## EXTRACT TO READ
— Begin —
Did Trump’s Reversal on the AI Chip Ban in China Just Torpedo U.S. AI Supremacy?

The Trump administration is letting American chip makers like Nvidia and AMD sell select AI chips to China again. While these chips aren’t the most advanced, they restore vital compute power Chinese companies had previously been denied.

Written by Brooke Becher
Published on Jul. 23, 2025
US vs. China AI Chip
Image: Shutterstock
Summary: Months after tightening export rules, the Trump administration is letting Nvidia and AMD resume AI chip sales to China. The move restores key compute power to Chinese firms, boosts U.S. chipmaker revenue and reignites the race for global AI dominance.

Just three months after halting AI chip exports to China, the Trump administration has quietly reversed its policy, assuring Nvidia that it can resume shipments of its H20 processors, which are specially designed to meet U.S. export limits for China. Nvidia confirmed the move in a blog post, noting it can now restart shipments under the guidance of the Commerce Department.
— End —
## TASKS AND EXERCISES
1. In the article on AI chip sales to China, which Nvidia processors can resume shipping?
2. Repeat the passage of the article on AI chip sales to China between "Did Trump’s Reversal" and "global AI dominance.", inclusive.
3. What comes next in the article on AI chip sales to China? Write on from its final sentence.
The material after this point comes from a different source.

## RECORDS
— Begin —
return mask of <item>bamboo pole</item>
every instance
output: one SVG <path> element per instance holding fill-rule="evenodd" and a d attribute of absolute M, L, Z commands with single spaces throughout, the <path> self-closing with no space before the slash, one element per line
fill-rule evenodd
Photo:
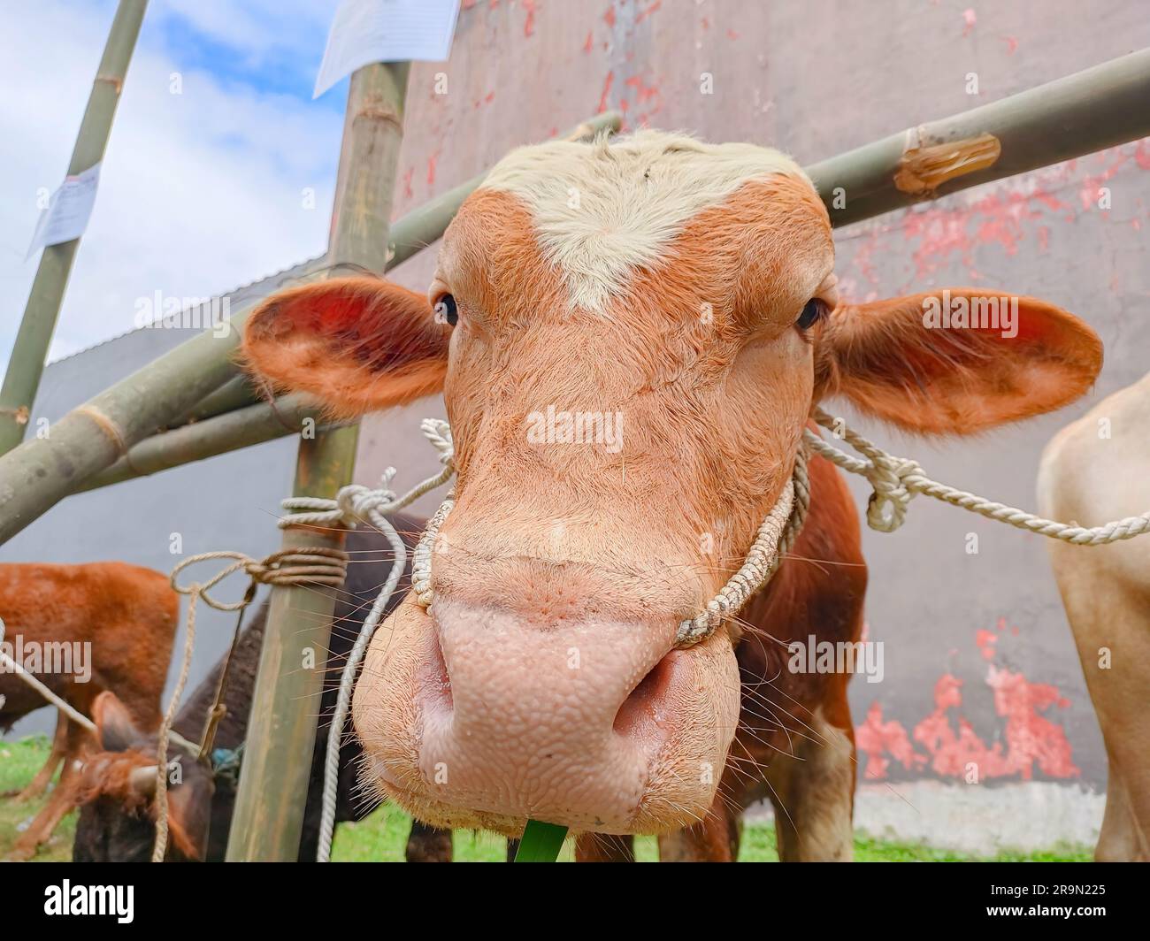
<path fill-rule="evenodd" d="M 1148 135 L 1150 49 L 1141 49 L 910 128 L 806 173 L 831 223 L 846 225 Z"/>
<path fill-rule="evenodd" d="M 83 173 L 103 159 L 112 120 L 120 104 L 120 91 L 146 8 L 147 0 L 120 0 L 68 162 L 69 176 Z M 48 245 L 40 254 L 24 316 L 8 359 L 8 370 L 0 387 L 0 454 L 10 451 L 24 438 L 78 247 L 79 239 L 74 238 Z"/>
<path fill-rule="evenodd" d="M 618 112 L 597 115 L 572 135 L 614 130 L 621 120 Z M 436 242 L 485 176 L 481 174 L 448 190 L 399 220 L 391 228 L 390 244 L 394 248 L 388 268 Z M 313 270 L 300 280 L 309 281 L 316 274 Z M 31 438 L 0 456 L 0 544 L 115 465 L 137 442 L 195 410 L 206 396 L 235 380 L 240 369 L 233 358 L 250 312 L 251 307 L 237 311 L 225 335 L 205 330 L 74 408 L 52 426 L 48 437 Z M 202 447 L 194 460 L 230 450 L 213 450 L 217 443 L 210 438 L 212 433 L 201 430 Z"/>
<path fill-rule="evenodd" d="M 388 267 L 409 68 L 407 62 L 374 64 L 352 75 L 328 245 L 337 266 L 381 275 Z M 330 498 L 350 483 L 358 438 L 359 426 L 351 424 L 300 441 L 294 496 Z M 339 529 L 291 527 L 284 530 L 283 549 L 339 549 L 343 542 Z M 331 589 L 271 589 L 229 862 L 290 860 L 299 854 L 334 607 Z M 301 668 L 305 651 L 312 651 L 312 668 Z"/>
<path fill-rule="evenodd" d="M 271 403 L 261 401 L 245 408 L 233 408 L 204 421 L 144 438 L 77 492 L 148 476 L 286 435 L 302 433 L 306 436 L 309 430 L 319 434 L 350 423 L 329 421 L 323 407 L 307 396 L 282 396 Z"/>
— End —
## ANSWERS BY TASK
1. Its H20 processors.

2.
Did Trump’s Reversal on the AI Chip Ban in China Just Torpedo U.S. AI Supremacy?

The Trump administration is letting American chip makers like Nvidia and AMD sell select AI chips to China again. While these chips aren’t the most advanced, they restore vital compute power Chinese companies had previously been denied.

Written by Brooke Becher
Published on Jul. 23, 2025
US vs. China AI Chip
Image: Shutterstock
Summary: Months after tightening export rules, the Trump administration is letting Nvidia and AMD resume AI chip sales to China. The move restores key compute power to Chinese firms, boosts U.S. chipmaker revenue and reignites the race for global AI dominance.

3.
Rival AMD also won clearance to restart MI308 sales in China, prompting both companies’ shares to climb over four percent in early trading. The flip decision comes after intense lobbying by Nvidia CEO Jensen Huang, including recent meetings at the White House and in Beijing. 

This means China — home to roughly half of the world’s AI development companies — now has access to vital compute capacity it didn’t have before. Under the revised export rules, so-called “green‑zone” chips like the H20 can flow freely, while more advanced GPUs remain restricted. The move restores billions in potential revenue for American chip makers and reignites the race for AI supremacy between the United States and China. It’s a delicate balancing act between safeguarding U.S. national security and maintaining global competitiveness in the semiconductor arena. And with Nvidia now cleared to pursue approvals for its next‑generation Blackwell‑based GPUs, that competition is only set to intensify.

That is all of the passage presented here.